--- TEXTO PARA LEITURA ---

Ivo Faria, chefe nacional do Corpo Nacional de Escutas
Vida de Escuteiro
O CNE
apresenta-se como a maior associação de juventude em Portugal. Qual
é o segredo para tamanha mobilização de jovens ao longo de mais de
90 anos?
Acho que o segredo do sucesso ao
longo de 94 anos de atividade em Portugal deve-se, em muito, ao
método de trabalho que utilizamos com os jovens, o chamado método
escutista. Baseia-se em sete elementos fundamentais que se
articulam entre si, mas destaco o facto de incentivarmos os jovens
a serem o principal agente do seu desenvolvimento. Mais do que
sermos uma associação de educação que ensina coisas, importa que
sejam os próprios jovens a idealizar os projetos que constroem e a
aprender fazendo. Trabalhando em pequenos grupos e vivendo uma
mística muito própria onde há espaço para a sua criatividade,
baseada num contacto profundo com a natureza e na construção dos
seus próprios valores. Tudo isto acompanhados por adultos
voluntários que os ajudam a crescer e a concretizar os seus
projetos.
Embora inspirado nos
ensinamentos de Baden-Powell, fundador do escutismo, o programa
educativo escutista não será certamente estanque. De que forma
prepara crianças e jovens para os desafios atuais?
A forma como nós trabalhamos no
escutismo já existe quase desde a sua génese. Foi o método que o
fundador nos legou. O objetivo é, sendo fiel a esse método, dar-lhe
uma roupagem e um contexto mais atuais, que continuem a cativar os
jovens. Mas, reitero que ao conseguimos que a educação seja
construída pelos próprios jovens, o sucesso está praticamente
assegurado.
Referiu que o aprender
fazendo e a autoeducação são duas apostas do escutismo. As escolas
têm lacunas no desenvolvimento dessas competências?
Na verdade, vemos com agrado que
as escolas discutem, cada vez mais, novos modelos de trabalho com a
juventude, mais próximos desta lógica do trabalho em pequenos
grupos, com base em projeto escolares escolhidos pelos alunos. Isso
permite complementar a educação formal que a escola oferece com
elementos da educação não formal que nós praticamos, o que é algo
que aplaudimos.

--- LINHAS DE DADOS ---

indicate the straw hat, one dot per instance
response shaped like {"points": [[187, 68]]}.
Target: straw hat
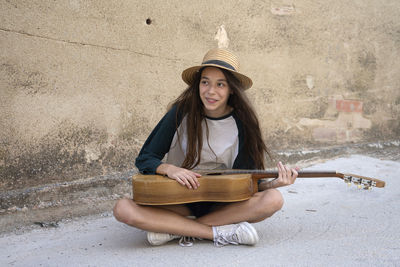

---

**TAREFAS A COMPLETAR:**
• A. Transcreva da entrevista sobre o escutismo o trecho que vai de "Embora inspirado nos" até "os desafios atuais?", inclusive.
• B. Transcreva todas as frases interrogativas que a entrevista sobre o escutismo contém.
• C. Retome a entrevista sobre o escutismo a seguir à última frase apresentada.

**PROBLEMAS RESOLVIDOS:**
• A.
Embora inspirado nos
ensinamentos de Baden-Powell, fundador do escutismo, o programa
educativo escutista não será certamente estanque. De que forma
prepara crianças e jovens para os desafios atuais?

• B.
- Qual é o segredo para tamanha mobilização de jovens ao longo de mais de 90 anos?
- De que forma prepara crianças e jovens para os desafios atuais?
- As escolas têm lacunas no desenvolvimento dessas competências?

• C.
As novas tecnologias são
um desafio para a educação de crianças e jovens. Que entendimento
tem o movimento escutista sobre esta questão?
Estamos abertos às novas
tecnologias. Nem podia ser de outra forma, porque os jovens com os
quais trabalhamos são exatamente os mesmos que frequentam a escola.
Portanto, as novas tecnologias fazem parte do nosso meio e o
desafio é fazermos com que se tornem aliadas na atividade
desenvolvida. Temos todo o interesse que os jovens fiquem cada vez
mais proficientes no uso das tecnologias.
Vivemos também num mundo
em que as distâncias são cada vez mais curtas. De que forma pode o
escutismo, enquanto movimento à escala mundial, tirar partidos
dessas redes internacionais?
O escutismo envolve cerca de 40
milhões de escuteiros a nível mundial. A dimensão internacional do
escutismo é algo que procuramos valorizar, tentando que os nossos
escuteiros ganhem consciência desta fraternidade mundial,
convivendo e contactando com escuteiros de outras partes do mundo.
Quer no espaço lusófono, para o qual já temos estruturas próprias,
quer em encontros internacionais em Portugal e no
estrangeiro.
É escuteiro desde a
infância. Hoje tem 42 anos. Quais são as principais diferenças na
vivência do escutismo quando entrou, e agora?
Quando eu era mais jovem vivíamos
numa sociedade onde não éramos tão incentivados ao contacto com
outras realidades, outros jovens, outros mundos. Hoje o mundo
entra-nos pela porta adentro, quer por via da televisão, da
internet ou a uma maior facilidade em viajar. Esse facto abre
horizontes aos nossos jovens.
De 31 de julho a 6 de
agosto deste ano, o ACANAC volta a ser em Idanha-a-Nova, no Campo
Nacional de Atividades Escutistas. O que leva os escuteiros a terem
um carinho especial pelo interior do país?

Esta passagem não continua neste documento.